▶ _Document text_:
I'm sad to mention the death of my oldest audio industry friend, and possibly the person responsible for the survival—if not necessarily the success—of Eventide. Ham Brosious died a few days ago at 93, as I found out today from multiple posts and heartfelt obituaries from his son Matt and others.

I first met Ham when I got involved in the audio industry, around 1970. As I recall, he was representing Scully, a manufacturer of tape recorders and record cutting lathes. But we already had all the recorders and lathes we needed, so Ham's visits were more or less social. When he found out we were starting a recording equipment manufacturer in the same space as the Sound Exchange studio, he took off his sales hat and installed a far more capacious one as a mentor. He gave us invaluable advice as to how the industry worked, what might make our gear more appealing, and most critically, how to get paid. I was so naive then that I had to be told that it was necessary to send an invoice, not just a product! (Naive but not totally stupid - I probably would have figured that out eventually when I called our first few customers asking about payment.) The other gem of wisdom had to do with payment terms, which I credit for our survival in what was then a totally flaky business.

▶ _Excerpted data_:
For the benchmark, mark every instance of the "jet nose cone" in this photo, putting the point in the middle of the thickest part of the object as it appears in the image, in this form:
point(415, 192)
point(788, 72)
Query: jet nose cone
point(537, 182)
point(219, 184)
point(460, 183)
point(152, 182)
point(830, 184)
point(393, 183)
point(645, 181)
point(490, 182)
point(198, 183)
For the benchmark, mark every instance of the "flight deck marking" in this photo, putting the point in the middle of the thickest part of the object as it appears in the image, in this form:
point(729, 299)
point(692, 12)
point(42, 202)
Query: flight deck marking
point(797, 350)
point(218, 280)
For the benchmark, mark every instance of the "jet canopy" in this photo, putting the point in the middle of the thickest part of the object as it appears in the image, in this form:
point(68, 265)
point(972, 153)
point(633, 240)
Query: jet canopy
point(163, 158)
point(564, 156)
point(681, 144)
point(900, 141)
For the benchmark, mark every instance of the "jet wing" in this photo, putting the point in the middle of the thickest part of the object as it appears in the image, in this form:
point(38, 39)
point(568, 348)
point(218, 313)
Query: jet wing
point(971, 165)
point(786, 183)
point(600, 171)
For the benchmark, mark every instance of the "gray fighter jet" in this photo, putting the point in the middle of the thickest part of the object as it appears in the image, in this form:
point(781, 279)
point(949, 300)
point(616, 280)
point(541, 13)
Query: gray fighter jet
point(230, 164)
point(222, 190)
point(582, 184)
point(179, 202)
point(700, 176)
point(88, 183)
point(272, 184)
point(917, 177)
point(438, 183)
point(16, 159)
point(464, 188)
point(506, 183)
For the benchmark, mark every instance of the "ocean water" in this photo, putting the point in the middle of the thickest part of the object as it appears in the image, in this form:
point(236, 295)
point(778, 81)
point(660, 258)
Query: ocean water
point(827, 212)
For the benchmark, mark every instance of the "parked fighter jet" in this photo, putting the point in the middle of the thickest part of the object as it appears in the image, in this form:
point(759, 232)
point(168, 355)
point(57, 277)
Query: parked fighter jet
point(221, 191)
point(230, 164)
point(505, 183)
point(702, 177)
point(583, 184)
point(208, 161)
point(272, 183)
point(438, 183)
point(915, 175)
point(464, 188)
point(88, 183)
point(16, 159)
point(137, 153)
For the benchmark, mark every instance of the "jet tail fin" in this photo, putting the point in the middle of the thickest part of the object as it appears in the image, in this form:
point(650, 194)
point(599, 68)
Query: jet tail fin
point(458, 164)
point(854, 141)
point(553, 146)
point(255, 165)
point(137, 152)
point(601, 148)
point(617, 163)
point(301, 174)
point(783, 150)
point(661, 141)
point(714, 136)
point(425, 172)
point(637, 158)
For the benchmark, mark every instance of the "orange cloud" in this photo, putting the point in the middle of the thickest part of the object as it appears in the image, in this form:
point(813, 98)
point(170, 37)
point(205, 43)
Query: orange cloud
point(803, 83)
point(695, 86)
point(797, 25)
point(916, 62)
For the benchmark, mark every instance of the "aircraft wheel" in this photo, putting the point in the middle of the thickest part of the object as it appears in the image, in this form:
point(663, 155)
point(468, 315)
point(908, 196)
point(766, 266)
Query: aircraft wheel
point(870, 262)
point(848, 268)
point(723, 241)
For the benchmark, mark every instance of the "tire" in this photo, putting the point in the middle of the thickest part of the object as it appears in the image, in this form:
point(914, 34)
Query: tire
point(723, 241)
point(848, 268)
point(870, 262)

▶ _Problem_:
Answer these questions from the text about Ham Brosious:
(a) How old was Ham Brosious when he died?
(b) Which manufacturer was he representing when the writer first met him?
(c) What did the writer have to be told to send along with a product?
The lines above were taken from a different source than the text.

▶ _Response below_:
(a) 93
(b) Scully
(c) An invoice